Tasks and exercises:
A - Return, copied word for word, the part of the on-demand loading text that opens with the words containing "Loading JavaScript transparently, on" and closes with "trigger the download.".
B - Rewrite only the part of the entries that opens with the line containing "Target: dark background" and closes with the line containing "[(517, 727)]", replacing "every instance" with "each instance" and keeping everything else unchanged.

* BEGIN Source *

The principles of good software-design hold that methods should do one thing alone, rather than conflate disparate functionality. Yet the conventional approach to 'on-demand' JavaScript commits that very sin by polluting methods with code for retrieving resources from the server.
Ideally, on-demand loading should occur without such disjunctive clutter, and this page explains how to employ AspectJS to this effect. For a detailed explanation of the rationale behind the techniques explored below, see the article entitled Transparency on Demand.
Note that the examples below also use loadJS_STH, loadJS_XHR and the XMLHTTPRequest library, each of which form part of the AspectJS distribution set and which are covered in detail elsewhere on this site.
Transparent on-demand loading pivots on the notion that calls to retrieve code from the server can be removed from functions that make such calls, and can be applied instead as prefixes to those functions.
In other words, invocation of a given function can be intercepted, such that a call to a library-loader executes first, followed by execution of the interceptee. This removes disjunctive syntax from the interceptee, thus restoring its cohesion.
Critically, a given library need be retrieved only once, as the code it contains remains in the execution environment until a new page is loaded. AspectJS gives control over affix lifetime, therefore a 'loading prefix' can be set to execute just once before it is removed, thus giving maximum efficiency.
Further to this, all prefix-related code can be placed in a library that is separate from all other code in the system, and this underlines the essential tenet of Aspect Orientation, which is that non-related, but cross-cutting concerns can be separated out, thus aiding the implementation and development of a system.
Loading JavaScript transparently, on demand and asynchronously is a simple matter of attaching the function called loadJS_STH as a prefix to the method(s) that one wishes to trigger the download.
This can be seen in Example 1, where the call to AJS.addPrefix stipulates the global method called onMouseClick as the interceptee, and the inline function definition that calls loadJS_STH forms the prefix.

* END Source *
* BEGIN Input data *

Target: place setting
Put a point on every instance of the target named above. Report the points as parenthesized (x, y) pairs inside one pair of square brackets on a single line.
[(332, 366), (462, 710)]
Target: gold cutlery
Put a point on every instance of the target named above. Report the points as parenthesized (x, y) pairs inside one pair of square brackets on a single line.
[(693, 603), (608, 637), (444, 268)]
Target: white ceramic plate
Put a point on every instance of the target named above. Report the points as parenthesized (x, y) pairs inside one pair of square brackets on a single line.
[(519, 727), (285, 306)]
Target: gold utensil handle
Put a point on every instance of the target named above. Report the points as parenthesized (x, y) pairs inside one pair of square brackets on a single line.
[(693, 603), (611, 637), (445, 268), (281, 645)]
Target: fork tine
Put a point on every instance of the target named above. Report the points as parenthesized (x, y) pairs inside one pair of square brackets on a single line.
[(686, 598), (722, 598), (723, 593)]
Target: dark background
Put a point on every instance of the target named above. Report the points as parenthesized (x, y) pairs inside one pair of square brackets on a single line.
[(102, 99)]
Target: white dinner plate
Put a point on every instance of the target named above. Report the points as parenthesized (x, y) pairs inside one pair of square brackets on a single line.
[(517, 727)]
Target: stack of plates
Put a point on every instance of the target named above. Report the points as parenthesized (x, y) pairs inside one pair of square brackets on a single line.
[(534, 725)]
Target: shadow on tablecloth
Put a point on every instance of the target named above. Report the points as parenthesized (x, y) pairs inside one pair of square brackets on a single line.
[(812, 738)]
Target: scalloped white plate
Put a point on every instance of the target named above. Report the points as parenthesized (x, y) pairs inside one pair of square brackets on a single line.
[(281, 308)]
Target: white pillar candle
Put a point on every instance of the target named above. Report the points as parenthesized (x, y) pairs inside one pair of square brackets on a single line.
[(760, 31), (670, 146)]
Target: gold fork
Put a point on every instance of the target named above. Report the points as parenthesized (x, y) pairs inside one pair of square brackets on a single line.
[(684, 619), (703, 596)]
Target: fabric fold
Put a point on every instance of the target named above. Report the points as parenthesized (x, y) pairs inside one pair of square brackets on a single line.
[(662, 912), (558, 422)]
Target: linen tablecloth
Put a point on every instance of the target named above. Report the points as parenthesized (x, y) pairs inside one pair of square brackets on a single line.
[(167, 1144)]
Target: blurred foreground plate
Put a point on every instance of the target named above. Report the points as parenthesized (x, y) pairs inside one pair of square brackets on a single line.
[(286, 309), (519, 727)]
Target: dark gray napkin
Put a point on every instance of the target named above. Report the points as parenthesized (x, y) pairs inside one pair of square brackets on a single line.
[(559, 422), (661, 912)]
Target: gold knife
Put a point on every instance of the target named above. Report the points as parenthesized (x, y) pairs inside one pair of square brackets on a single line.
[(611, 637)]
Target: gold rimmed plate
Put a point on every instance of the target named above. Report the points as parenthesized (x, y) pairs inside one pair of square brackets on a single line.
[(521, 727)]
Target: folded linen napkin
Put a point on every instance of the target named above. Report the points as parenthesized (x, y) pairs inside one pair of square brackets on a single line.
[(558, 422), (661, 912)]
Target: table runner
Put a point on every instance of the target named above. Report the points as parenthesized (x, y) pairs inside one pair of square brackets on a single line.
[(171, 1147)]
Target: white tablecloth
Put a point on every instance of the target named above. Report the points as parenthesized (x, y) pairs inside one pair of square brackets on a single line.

* END Input data *

Completed exercise:
A -
Loading JavaScript transparently, on demand and asynchronously is a simple matter of attaching the function called loadJS_STH as a prefix to the method(s) that one wishes to trigger the download.

B -
Target: dark background
Put a point on each instance of the target named above. Report the points as parenthesized (x, y) pairs inside one pair of square brackets on a single line.
[(102, 99)]
Target: white dinner plate
Put a point on each instance of the target named above. Report the points as parenthesized (x, y) pairs inside one pair of square brackets on a single line.
[(517, 727)]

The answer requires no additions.